## [BRIEF]
Copy the lines verbatim, beginning with the line that contains "of the outdoor" and continuing through the end of the data, and only those lines.

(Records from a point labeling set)
-- -- --

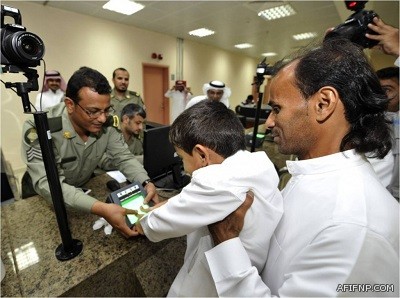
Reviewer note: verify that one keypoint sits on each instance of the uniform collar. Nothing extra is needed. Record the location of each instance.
(126, 94)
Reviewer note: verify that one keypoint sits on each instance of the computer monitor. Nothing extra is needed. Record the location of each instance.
(159, 157)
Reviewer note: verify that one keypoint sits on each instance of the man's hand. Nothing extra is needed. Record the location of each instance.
(388, 37)
(231, 225)
(152, 194)
(115, 215)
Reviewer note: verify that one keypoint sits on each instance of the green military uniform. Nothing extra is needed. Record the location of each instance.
(135, 145)
(76, 159)
(129, 97)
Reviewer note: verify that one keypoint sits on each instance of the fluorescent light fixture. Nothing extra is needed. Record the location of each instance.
(243, 46)
(201, 32)
(269, 54)
(306, 35)
(277, 12)
(123, 6)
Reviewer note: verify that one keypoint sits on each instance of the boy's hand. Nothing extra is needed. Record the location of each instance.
(231, 225)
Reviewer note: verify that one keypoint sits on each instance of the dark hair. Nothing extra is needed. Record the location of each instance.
(86, 77)
(119, 68)
(342, 64)
(388, 73)
(131, 110)
(211, 124)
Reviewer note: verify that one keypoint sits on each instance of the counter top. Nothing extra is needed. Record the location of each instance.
(107, 266)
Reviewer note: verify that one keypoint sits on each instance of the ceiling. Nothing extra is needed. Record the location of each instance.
(234, 21)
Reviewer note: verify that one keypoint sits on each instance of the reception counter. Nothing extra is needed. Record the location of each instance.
(107, 266)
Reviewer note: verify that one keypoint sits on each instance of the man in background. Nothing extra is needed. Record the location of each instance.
(132, 124)
(120, 95)
(53, 91)
(389, 79)
(179, 95)
(215, 90)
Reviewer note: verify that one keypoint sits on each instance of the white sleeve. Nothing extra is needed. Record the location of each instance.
(193, 208)
(37, 103)
(233, 274)
(338, 256)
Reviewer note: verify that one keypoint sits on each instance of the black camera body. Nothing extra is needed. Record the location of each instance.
(19, 47)
(355, 27)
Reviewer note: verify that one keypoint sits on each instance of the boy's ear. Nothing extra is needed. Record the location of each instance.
(69, 103)
(325, 103)
(202, 153)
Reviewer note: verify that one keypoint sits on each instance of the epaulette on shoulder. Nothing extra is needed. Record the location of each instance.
(134, 93)
(112, 120)
(55, 124)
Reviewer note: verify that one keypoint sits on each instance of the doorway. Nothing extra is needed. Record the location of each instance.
(155, 84)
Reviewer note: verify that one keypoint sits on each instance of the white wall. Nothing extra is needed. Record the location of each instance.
(73, 40)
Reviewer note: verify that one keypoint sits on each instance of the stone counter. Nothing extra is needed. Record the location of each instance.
(107, 266)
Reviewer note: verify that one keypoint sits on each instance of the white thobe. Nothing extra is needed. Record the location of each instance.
(340, 229)
(213, 193)
(49, 99)
(178, 102)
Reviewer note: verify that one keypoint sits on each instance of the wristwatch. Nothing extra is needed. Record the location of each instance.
(145, 182)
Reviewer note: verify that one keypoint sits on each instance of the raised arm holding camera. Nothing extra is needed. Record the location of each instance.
(387, 36)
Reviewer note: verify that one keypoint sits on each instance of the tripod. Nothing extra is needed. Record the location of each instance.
(69, 248)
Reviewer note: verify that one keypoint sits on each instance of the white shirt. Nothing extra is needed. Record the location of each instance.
(199, 98)
(214, 192)
(383, 167)
(340, 226)
(179, 101)
(49, 99)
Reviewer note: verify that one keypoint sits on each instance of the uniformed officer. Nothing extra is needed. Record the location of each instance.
(120, 95)
(132, 125)
(81, 135)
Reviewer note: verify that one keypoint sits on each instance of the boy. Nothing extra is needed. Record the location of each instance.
(211, 142)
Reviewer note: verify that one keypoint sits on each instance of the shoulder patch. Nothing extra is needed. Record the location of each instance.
(55, 124)
(112, 120)
(134, 93)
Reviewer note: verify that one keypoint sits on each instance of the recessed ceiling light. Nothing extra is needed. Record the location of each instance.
(201, 32)
(306, 35)
(123, 6)
(243, 46)
(277, 12)
(269, 54)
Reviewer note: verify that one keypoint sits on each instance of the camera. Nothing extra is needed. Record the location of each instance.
(19, 47)
(355, 27)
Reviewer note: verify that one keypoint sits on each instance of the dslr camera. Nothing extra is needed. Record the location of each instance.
(18, 47)
(355, 27)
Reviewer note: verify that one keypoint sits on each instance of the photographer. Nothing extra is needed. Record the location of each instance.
(388, 37)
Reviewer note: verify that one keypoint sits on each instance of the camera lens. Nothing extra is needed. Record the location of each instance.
(23, 47)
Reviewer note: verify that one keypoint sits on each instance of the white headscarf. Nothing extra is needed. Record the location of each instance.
(218, 85)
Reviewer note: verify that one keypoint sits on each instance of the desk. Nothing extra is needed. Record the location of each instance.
(107, 266)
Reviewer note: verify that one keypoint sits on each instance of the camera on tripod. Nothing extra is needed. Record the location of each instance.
(355, 27)
(18, 47)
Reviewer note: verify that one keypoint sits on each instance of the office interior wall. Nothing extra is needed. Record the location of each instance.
(73, 40)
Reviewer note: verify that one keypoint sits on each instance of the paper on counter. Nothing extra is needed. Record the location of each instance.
(117, 175)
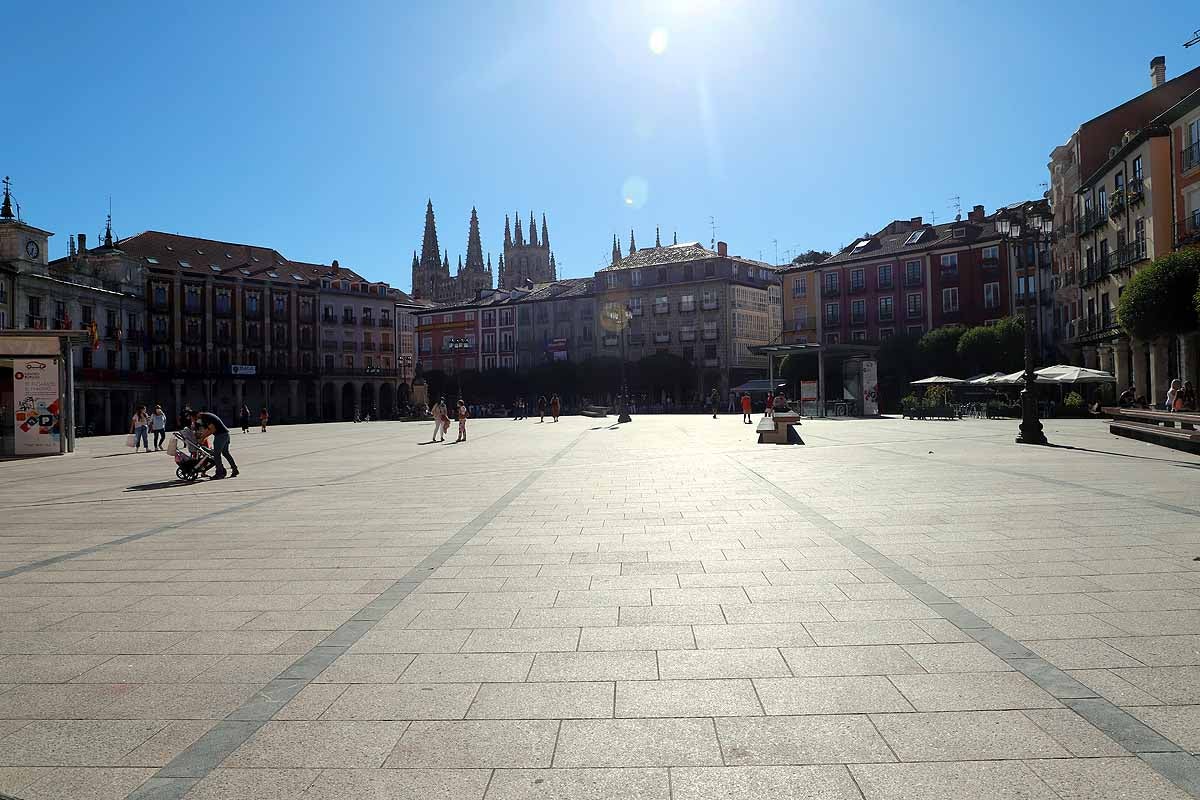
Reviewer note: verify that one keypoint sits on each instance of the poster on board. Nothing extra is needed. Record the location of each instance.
(35, 388)
(870, 389)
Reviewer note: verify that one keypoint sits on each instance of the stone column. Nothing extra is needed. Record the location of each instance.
(294, 400)
(1121, 364)
(1159, 379)
(1188, 358)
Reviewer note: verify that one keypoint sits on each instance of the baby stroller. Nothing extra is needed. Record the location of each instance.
(192, 459)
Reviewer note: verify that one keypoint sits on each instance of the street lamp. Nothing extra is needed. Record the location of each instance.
(1011, 229)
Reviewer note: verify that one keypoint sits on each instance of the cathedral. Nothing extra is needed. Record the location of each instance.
(522, 262)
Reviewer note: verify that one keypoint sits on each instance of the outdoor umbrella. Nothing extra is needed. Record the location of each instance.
(936, 380)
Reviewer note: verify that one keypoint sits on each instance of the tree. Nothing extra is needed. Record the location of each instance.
(939, 349)
(811, 257)
(1161, 299)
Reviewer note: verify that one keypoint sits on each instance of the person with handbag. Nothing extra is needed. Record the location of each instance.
(138, 426)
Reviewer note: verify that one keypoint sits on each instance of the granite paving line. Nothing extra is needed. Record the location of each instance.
(174, 780)
(1164, 756)
(204, 517)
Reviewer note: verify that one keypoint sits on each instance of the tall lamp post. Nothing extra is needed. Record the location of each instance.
(1011, 230)
(627, 316)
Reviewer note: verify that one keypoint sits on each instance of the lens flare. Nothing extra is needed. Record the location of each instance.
(659, 41)
(635, 191)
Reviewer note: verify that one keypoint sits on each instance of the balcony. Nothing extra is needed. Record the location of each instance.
(1187, 230)
(1131, 253)
(1189, 157)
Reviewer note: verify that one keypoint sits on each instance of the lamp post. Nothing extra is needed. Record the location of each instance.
(627, 316)
(1011, 230)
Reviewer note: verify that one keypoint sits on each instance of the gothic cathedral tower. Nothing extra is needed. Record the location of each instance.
(526, 262)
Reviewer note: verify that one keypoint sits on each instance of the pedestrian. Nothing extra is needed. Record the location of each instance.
(159, 426)
(138, 427)
(211, 425)
(1173, 396)
(1188, 395)
(462, 421)
(439, 420)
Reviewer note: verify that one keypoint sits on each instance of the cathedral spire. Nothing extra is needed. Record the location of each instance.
(430, 242)
(474, 246)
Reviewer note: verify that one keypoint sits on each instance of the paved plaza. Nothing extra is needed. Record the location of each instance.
(897, 611)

-- -- --

## [RESPONSE]
Reviewer note: verify that one keypoint sits on each instance of the outdoor umbrella. Nothing extra is needed. Record the location of each instance.
(936, 380)
Reviewer note: verify that one keypoint sits on each instance of the tree. Nothing extra is needed. Record the location of each instance.
(939, 349)
(811, 257)
(1161, 299)
Reviewer note: verify that one keypoint sits on each instance of the person with handbag. Nothing extra is needed. Record the location of each instance.
(138, 426)
Reviewer note: verify that one keypoint sits on each instance of the granite paving line. Nothing extra is needed. Record the location of each instance.
(174, 780)
(1164, 756)
(204, 517)
Reviewer note: verify that one keypoint sits on each instance of the tall lamp post. Nothing extra is needed. Record the location of each instance.
(1011, 230)
(627, 316)
Reviewer note: verify that one keypoint sits on each instance of the lens flare. Nothing extra is needed. Record the location of each instance.
(659, 41)
(635, 191)
Reviewer note: verify that one keypoint sits on each instance of the balcony. Nothing extra is needed. Record the location of each instance.
(1187, 230)
(1131, 253)
(1189, 157)
Reviewer note: verify that one keypoint sits on each instance of the lamp post. Nothing extra is needed. Record the location of each instance.
(627, 316)
(1011, 230)
Reviewer note: verify that one keypoint sits on each instance of the gothic cathedral tower. Nothing extra is needed. Record the location of each instance.
(526, 262)
Reviewer note: verify that one keypoint sits on each instance of the pedestrian. Nothing extra is needed. Record the location of each instance.
(159, 426)
(138, 427)
(211, 425)
(1173, 396)
(1188, 395)
(462, 421)
(439, 420)
Reviewer note: verify that one keypoint sits on each instance of the cathedral spire. Nothing extra is needed. Record the location of each instance.
(430, 242)
(474, 246)
Reviewer note: verify that one keypoint sits on each instance of the paved plaza. Nothing extra is needed. Record the location of each instance.
(897, 611)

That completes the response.